WRITTEN INSTRUCTION:
Repeat everything from the start of the data below down to the line containing "point(501, 236)", both ends included.

A run of data
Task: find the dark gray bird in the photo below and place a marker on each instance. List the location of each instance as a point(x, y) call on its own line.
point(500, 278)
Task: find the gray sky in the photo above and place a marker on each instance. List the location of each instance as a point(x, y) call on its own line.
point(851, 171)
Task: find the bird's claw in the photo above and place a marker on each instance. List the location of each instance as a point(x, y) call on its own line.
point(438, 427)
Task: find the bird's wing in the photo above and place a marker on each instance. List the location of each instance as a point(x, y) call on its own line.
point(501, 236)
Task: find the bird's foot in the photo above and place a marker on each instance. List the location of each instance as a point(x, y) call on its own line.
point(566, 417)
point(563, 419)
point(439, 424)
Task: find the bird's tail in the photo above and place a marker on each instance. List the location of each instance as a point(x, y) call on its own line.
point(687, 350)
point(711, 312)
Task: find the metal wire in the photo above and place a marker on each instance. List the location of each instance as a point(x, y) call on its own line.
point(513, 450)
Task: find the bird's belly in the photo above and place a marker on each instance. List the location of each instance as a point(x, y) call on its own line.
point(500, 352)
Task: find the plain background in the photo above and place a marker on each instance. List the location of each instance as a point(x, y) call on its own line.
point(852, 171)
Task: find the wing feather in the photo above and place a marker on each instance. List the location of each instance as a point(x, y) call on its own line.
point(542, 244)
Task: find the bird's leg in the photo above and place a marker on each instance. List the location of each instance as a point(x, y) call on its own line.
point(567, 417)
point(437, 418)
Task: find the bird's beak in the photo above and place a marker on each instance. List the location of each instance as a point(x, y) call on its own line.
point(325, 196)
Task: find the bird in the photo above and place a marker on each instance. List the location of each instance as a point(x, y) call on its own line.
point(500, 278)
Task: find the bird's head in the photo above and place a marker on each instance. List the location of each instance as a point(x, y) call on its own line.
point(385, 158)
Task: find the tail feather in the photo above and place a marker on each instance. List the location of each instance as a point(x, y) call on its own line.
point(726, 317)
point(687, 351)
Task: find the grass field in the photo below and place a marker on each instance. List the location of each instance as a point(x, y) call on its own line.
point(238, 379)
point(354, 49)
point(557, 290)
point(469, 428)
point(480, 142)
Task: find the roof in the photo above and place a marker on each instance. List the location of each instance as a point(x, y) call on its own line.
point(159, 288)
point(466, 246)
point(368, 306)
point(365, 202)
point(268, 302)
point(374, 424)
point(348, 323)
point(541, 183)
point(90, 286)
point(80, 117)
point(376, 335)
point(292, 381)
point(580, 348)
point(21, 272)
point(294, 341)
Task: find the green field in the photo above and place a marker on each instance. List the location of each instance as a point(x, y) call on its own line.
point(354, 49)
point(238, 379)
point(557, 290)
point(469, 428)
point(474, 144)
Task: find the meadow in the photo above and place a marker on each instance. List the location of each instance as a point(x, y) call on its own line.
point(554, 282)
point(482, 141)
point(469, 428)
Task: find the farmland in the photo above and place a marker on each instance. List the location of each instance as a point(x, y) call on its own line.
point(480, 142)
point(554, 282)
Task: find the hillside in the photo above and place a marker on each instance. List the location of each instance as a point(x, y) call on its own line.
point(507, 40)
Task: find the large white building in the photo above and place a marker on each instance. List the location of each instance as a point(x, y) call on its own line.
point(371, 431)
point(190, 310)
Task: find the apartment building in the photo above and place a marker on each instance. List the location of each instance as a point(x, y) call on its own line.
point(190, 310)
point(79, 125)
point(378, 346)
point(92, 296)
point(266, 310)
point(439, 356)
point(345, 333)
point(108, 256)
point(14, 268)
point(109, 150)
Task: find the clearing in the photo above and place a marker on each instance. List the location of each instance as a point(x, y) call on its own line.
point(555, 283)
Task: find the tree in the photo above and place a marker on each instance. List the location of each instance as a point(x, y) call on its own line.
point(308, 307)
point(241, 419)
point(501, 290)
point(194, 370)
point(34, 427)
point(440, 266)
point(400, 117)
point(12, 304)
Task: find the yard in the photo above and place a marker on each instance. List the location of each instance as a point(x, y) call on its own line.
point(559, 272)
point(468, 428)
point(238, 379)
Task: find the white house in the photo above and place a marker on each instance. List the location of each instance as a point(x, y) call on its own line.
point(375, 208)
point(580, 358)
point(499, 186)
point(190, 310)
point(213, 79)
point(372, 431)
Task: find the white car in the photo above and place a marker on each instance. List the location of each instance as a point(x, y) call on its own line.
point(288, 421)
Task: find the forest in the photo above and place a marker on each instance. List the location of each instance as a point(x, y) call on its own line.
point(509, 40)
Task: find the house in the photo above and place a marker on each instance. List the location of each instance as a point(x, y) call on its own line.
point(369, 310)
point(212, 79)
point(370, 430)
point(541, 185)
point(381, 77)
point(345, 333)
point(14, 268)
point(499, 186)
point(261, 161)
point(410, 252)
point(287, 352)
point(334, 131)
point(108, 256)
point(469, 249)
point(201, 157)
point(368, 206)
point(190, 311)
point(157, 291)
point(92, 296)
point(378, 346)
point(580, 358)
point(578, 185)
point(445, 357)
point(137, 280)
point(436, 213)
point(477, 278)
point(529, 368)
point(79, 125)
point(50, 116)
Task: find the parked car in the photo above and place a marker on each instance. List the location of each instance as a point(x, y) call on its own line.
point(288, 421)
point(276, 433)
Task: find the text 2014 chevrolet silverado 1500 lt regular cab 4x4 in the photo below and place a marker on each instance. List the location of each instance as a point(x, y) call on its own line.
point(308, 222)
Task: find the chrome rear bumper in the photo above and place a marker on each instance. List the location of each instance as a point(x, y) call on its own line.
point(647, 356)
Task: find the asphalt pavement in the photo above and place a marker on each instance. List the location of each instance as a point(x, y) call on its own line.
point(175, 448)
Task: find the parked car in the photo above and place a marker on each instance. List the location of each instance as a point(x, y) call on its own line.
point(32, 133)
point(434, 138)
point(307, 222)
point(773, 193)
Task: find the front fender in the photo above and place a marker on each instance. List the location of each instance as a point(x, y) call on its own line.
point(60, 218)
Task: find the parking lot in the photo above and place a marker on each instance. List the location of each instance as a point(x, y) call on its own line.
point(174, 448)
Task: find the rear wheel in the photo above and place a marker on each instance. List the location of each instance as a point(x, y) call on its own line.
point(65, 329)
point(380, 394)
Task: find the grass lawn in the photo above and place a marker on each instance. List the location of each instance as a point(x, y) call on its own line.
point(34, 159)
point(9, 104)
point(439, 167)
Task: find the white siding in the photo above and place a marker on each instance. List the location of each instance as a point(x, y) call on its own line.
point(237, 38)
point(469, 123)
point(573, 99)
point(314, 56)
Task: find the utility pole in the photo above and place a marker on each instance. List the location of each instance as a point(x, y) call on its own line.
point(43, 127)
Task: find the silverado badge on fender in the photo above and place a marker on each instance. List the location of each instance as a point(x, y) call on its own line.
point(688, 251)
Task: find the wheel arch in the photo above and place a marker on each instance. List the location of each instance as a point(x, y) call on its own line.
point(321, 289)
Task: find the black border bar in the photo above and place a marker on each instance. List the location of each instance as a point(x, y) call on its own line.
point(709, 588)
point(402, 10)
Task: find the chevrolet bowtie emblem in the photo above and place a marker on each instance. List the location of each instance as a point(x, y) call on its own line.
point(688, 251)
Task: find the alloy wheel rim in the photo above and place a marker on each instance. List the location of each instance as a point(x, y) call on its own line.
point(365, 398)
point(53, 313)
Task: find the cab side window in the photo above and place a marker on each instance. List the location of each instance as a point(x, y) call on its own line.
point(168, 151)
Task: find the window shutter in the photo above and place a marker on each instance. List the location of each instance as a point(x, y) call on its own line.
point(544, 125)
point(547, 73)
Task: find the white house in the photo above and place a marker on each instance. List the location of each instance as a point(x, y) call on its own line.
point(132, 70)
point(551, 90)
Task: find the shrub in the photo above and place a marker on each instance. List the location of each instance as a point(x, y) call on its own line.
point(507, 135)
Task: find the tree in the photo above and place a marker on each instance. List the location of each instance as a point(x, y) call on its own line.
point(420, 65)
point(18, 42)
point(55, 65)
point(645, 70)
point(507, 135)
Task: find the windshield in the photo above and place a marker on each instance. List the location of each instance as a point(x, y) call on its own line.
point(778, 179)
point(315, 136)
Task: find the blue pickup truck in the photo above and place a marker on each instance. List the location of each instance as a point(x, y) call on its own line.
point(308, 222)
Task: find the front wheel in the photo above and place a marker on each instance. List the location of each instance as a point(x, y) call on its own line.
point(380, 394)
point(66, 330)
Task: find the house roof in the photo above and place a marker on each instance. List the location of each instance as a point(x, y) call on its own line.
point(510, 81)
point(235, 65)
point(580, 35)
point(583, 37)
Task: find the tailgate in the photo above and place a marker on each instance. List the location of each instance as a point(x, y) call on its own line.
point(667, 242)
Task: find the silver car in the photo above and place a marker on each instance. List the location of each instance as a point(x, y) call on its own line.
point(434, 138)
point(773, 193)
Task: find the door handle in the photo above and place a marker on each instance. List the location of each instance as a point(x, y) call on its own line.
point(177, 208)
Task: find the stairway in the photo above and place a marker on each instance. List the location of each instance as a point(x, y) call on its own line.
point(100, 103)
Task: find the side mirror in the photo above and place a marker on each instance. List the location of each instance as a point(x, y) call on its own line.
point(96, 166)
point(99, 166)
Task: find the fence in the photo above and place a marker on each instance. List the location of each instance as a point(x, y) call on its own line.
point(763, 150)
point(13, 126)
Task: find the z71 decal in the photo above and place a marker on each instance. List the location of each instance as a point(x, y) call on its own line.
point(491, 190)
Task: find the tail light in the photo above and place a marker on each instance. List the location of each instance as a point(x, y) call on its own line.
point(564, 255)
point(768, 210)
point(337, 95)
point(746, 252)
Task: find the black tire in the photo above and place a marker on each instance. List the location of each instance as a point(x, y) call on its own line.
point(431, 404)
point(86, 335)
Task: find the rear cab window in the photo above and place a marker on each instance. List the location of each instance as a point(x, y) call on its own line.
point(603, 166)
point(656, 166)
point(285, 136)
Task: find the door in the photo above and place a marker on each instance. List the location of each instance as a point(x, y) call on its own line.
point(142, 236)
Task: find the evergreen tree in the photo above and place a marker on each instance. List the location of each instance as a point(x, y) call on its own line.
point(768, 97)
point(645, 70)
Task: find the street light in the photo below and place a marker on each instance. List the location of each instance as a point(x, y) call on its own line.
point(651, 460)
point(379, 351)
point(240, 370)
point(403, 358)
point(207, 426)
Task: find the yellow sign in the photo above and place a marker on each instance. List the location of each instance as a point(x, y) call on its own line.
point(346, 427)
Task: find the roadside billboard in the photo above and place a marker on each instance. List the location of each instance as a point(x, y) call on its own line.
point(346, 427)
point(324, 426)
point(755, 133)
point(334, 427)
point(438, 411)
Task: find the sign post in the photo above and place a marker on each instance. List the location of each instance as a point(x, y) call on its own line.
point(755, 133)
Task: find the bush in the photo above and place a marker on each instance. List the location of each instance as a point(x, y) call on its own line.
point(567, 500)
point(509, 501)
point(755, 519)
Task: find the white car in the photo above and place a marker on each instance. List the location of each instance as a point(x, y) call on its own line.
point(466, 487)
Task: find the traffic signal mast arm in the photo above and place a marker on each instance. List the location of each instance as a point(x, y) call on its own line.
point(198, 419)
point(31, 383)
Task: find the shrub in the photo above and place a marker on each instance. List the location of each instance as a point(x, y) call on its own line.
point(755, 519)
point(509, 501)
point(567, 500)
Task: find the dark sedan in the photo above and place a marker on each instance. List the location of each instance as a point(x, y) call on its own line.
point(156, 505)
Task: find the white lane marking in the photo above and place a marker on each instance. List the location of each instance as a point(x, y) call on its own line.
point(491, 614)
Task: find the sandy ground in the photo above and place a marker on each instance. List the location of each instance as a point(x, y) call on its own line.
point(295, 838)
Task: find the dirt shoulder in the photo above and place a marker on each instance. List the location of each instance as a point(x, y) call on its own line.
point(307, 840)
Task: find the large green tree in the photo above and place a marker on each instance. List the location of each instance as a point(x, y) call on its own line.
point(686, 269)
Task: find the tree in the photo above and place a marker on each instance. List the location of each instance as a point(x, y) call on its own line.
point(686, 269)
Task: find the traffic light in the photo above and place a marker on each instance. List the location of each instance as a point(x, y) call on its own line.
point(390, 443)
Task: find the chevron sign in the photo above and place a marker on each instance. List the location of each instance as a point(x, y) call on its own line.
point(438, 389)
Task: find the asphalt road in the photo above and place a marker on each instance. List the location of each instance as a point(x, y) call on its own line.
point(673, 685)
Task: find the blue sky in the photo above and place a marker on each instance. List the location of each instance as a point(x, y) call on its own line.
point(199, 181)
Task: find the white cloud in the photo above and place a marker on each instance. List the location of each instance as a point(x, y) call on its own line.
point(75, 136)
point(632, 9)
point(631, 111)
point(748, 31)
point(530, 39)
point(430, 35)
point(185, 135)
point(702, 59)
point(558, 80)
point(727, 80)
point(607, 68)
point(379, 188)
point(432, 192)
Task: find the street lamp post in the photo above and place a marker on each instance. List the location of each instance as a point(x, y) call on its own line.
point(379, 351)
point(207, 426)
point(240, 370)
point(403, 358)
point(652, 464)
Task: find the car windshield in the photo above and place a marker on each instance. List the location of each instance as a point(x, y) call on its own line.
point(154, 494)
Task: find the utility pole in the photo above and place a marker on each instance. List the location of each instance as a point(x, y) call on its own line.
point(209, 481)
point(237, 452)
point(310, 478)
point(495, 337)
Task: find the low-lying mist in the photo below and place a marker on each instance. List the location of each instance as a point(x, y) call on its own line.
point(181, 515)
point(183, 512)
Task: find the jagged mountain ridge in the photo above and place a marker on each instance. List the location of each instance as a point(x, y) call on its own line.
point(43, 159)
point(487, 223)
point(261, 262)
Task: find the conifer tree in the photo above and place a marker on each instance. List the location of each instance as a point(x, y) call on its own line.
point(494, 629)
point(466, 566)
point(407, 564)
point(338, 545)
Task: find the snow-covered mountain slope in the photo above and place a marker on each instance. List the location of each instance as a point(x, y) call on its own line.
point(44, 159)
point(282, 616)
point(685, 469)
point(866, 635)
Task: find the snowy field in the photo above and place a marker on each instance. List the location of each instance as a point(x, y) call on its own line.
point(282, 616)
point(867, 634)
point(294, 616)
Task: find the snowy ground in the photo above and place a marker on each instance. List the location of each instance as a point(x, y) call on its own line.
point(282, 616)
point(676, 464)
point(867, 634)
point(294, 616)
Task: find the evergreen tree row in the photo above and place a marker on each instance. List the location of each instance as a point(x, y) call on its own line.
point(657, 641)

TASK ANSWER:
Task: find the dark gray bird in the photo below and place a marker on each instance. List the location of each instance as a point(x, y) call on its own line.
point(500, 278)
Task: find the gray sky in the photo above and place a marker on each instance. List the location of each instance as a point(x, y) call on its own line.
point(851, 171)
Task: find the bird's claw in the photo above and place a marker on each instance. List the location of each instance as a point(x, y) call on its own line.
point(438, 427)
Task: find the bird's wing in the photo above and place a marker on each instance. List the location of each instance as a point(x, y) call on its own line.
point(501, 236)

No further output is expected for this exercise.